* _SOURCE DOCUMENT_:
Hypertension was classified into four stages in this study: (i) non-hypertension (people with no prior diagnosis of hypertension; systolic blood pressure [SBP] < 120 and diastolic blood pressure [DBP] < 80); (ii) pre-hypertension (people with no prior diagnosis of hypertension; SBP 120–140 or DBP 80–90); (iii) hypertension without medication (people with a prior diagnosis of hypertension; SBP ≥ 140 or DBP ≥ 90, but not taking medication); and (iv) hypertension with medication (people diagnosed with and taking medication for hypertension). Only type 2 DM was analyzed in this study, and patients were classified into 5 stages: (i) non-DM (FBG < 100 mg/dl and absence of diagnosis by physician and medications for DM); (ii) IFG (FBG ranging from 100 to 125 mg/dl and absence of diagnosis by physician and medications for DM); (iii) new-onset DM (FBG ≥ 126 mg/dl and absence of diagnosis by physician and medications for DM); (iv) DM for less than 5 years (FBG ≥ 126 mg/dl or physician diagnosis of DM within 5 years; and (v) DM for more than 5 years (FBG ≥ 126 mg/dl or physician diagnosis of DM for more than 5 years). Our prior studies have demonstrated the robustness of these classifications15,16,17,18.
Student’s t-test was used to compare continuous variables. Chi-square test or Fisher’s exact test was performed to compare categorical variables whenever appropriate. Kaplan–Meier curve analysis was conducted to depict the cumulative incidence of SCA, and between-group differences were compared using the log-rank t-test. Non-adjusted and adjusted hazard ratios (HRs) and their 95% confidence intervals (CIs) were calculated using Cox regression analysis. In the multivariate model, age, sex, body mass index (BMI), waist circumference, income level, smoking status, alcohol consumption status, regular physical activity, hypertension, DM, dyslipidemia, chronic kidney disease, and I-glutamyl transferase were adjusted. Death was additionally adjusted as a competing risk. All tests were two-tailed, and p values ≤ 0.05 were considered statistically significant. All statistical analyses were performed with SAS version 9.2 (SAS Institute, Cary, NC, USA).
The current study was approved by the Institutional Review Board of Korea University Medicine Anam Hospital and official review committee of the K-NHIS. Considering the retrospective nature of this study, the requirement for written informed consent was waived. The ethical guidelines of the 2013 Declaration of Helsinki and legal medical regulations of Republic of Korea were strictly undertaken throughout the study.

* _Stored dataset records_:
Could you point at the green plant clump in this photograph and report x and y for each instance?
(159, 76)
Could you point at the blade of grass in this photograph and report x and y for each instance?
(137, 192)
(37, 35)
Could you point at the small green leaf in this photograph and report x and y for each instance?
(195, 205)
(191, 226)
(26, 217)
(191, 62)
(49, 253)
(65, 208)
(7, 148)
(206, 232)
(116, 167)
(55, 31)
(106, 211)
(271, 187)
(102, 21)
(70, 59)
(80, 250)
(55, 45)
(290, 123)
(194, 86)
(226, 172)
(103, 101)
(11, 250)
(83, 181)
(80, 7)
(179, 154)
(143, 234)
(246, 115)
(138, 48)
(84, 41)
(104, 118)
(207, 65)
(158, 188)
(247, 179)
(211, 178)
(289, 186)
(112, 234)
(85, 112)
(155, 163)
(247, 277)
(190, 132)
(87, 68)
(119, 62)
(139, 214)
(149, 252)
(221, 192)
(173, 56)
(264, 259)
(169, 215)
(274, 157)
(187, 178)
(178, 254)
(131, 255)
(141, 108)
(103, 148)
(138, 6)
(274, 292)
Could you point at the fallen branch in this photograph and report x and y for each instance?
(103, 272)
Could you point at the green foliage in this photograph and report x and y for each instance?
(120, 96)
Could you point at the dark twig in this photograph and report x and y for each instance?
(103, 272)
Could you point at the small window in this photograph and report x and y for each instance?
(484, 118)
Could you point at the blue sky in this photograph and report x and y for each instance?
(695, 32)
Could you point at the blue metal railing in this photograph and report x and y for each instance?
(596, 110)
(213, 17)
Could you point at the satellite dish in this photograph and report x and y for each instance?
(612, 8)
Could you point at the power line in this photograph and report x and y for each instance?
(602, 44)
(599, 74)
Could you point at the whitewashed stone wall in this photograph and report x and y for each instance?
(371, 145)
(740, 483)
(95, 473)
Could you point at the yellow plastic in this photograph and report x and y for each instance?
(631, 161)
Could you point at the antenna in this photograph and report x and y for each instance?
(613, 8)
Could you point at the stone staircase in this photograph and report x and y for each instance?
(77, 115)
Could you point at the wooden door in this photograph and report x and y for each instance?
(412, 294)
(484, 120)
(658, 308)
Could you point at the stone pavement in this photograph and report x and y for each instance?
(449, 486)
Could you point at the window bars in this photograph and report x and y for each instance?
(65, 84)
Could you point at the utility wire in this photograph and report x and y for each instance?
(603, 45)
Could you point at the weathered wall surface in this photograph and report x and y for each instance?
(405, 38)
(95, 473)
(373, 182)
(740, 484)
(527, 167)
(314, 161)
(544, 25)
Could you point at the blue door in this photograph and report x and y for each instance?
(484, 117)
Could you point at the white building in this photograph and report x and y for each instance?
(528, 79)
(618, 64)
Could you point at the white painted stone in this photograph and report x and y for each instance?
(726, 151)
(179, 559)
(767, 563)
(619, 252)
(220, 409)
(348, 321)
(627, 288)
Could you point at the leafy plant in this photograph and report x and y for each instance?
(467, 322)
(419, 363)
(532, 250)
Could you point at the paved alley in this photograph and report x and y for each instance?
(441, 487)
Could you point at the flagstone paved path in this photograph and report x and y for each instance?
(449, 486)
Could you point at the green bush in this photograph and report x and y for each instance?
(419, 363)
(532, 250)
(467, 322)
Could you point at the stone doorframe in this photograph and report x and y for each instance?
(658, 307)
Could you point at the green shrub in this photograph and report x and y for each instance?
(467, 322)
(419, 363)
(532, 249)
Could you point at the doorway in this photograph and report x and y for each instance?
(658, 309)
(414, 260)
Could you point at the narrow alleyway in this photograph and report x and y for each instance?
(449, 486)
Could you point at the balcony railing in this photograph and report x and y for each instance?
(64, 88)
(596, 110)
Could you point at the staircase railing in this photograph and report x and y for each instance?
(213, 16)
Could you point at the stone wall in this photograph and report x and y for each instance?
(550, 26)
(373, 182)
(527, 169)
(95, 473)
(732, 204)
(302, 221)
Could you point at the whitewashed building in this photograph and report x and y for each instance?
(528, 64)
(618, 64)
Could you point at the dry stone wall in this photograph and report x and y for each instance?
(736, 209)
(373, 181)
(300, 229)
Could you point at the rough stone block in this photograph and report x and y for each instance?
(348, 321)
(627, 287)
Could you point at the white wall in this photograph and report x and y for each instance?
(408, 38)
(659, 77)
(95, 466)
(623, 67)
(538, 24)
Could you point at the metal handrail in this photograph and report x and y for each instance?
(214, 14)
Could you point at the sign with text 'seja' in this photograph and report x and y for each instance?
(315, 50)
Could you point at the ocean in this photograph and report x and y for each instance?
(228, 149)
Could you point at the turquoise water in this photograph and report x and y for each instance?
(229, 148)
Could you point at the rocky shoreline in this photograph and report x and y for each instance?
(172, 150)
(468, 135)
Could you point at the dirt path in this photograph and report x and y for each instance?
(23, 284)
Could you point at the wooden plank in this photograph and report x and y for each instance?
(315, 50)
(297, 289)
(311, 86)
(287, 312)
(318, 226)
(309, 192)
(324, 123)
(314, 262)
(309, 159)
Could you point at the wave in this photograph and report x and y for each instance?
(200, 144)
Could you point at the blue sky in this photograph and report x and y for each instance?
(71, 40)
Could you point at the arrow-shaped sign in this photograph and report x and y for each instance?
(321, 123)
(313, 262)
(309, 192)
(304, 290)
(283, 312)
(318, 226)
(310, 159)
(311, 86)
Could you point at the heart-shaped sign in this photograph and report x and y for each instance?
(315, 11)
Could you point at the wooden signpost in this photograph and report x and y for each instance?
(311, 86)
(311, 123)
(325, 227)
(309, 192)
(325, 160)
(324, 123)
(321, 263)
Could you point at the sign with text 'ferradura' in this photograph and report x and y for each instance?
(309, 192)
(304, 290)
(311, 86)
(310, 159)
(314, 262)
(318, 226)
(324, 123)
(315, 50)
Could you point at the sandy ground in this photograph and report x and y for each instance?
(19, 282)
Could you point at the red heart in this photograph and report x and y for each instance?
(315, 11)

* _PROBLEMS TO SOLVE_:
[1] In the study methods text, which software was used for all statistical analyses?
[2] Write what comes next in the study methods text, starting after its final sentence.
These records have no connection to the study methods text.

* _YOUR RESPONSES_:
[1] SAS version 9.2 (SAS Institute, Cary, NC, USA).

[2]
In 2009, 66% of people who were supposed to undergo nationwide health check-up actually underwent health check-up. Among people older than 20 years who underwent a nationwide health screening in 2009, 50% of them were randomly selected in this analysis and a total of 4,234,341 people were enrolled. Among this group, 491 and 177,427 people were excluded due to prior diagnosis of SCA and missing data, respectively. The flow of this study is summarized in Fig. 1. During 33,345,378 person-years of follow-up, 16,352 SCA events occurred (incidence per 1000 person-years = 0.490). Baseline demographics between people who did and did not experience SCA during the follow-up period are summarized in Table 1. In brief, people who had an SCA event were more likely to be male, older, and current smokers; had a higher prevalence of hypertension, DM, chronic kidney disease (CKD; estimated glomerular filtration rate < 60 ml/min/1.73m2), and dyslipidemia; and had higher SBP, DBP, and FBG. Waist circumference was significantly higher in people who experienced SCA, but BMI did not differ significantly between the two groups.
Sudden cardiac arrest occurred in 2566 (incidence = 0.223), 6232 (incidence = 0.395), and 7554 (incidence = 1.243) people in non-hypertension, pre-hypertension, and hypertension group, respectively. The risk of SCA was higher in the pre-hypertension group (HR = 1.770 [1.690–1.853]; p < 0.001) and hypertension group (HR = 5.565 [5.321–5.820]; p < 0.001). Kaplan–Meier curve analysis showed significantly higher cumulative incidence of SCA in the pre-hypertension and hypertension groups as compared with the non-hypertension group (p < 0.001; Fig. 2a).
People with pre-hypertension and hypertension showed significantly different baseline clinical characteristics compared with the non-hypertension group (Supplementary Table S1). After adjusting differences in baseline demographics, people with pre-hypertension and hypertension had 21.3% (HR = 1.213 [1.158–1.272]; p < 0.001; Table 2) and 65.4% (HR = 1.654 [1.572–1.739]; p < 0.001; Table 2) increased risk of SCA, respectively.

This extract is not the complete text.